- Born: Eleanor Mildred Creak 1 August 1898 Cheadle Hulme, Stockport, England
- Died: 25 August 1993 (aged 95) Stevenage, Hertfordshire, England
- Education: London School of Medicine for Women; University College Hospital;
- Occupation: Child psychiatrist
- Organizations: Maudsley Hospital; Royal Army Medical Corps; Great Ormond Street Hospital;
- Awards: Rockefeller Fellowship

= Mildred Creak =

English child psychiatrist

Eleanor Mildred Creak (1 August 1898 – 25 August 1993) was an English child psychiatrist known for her work on autism and organic mental disorders. She began her career at Maudsley Hospital and later headed the psychiatric department at Great Ormond Street Hospital.

==Early life==
Mildred Creak was born on 1 August 1898 in Cheadle Hulme, Stockport, to Robert Brown Creak, a mill engineer, and Ellen (née McCrossan). She attended Withington Girls' School and went on to study medicine at the London School of Medicine for Women, transferring after a year to University College Hospital Medical School and graduating in 1923.

**DATA EXTRACTS**
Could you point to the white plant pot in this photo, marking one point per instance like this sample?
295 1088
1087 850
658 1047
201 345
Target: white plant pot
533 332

**PROMPT**
In the text on Mildred Creak, what was her father's occupation?

**SOLUTION**
He was a mill engineer.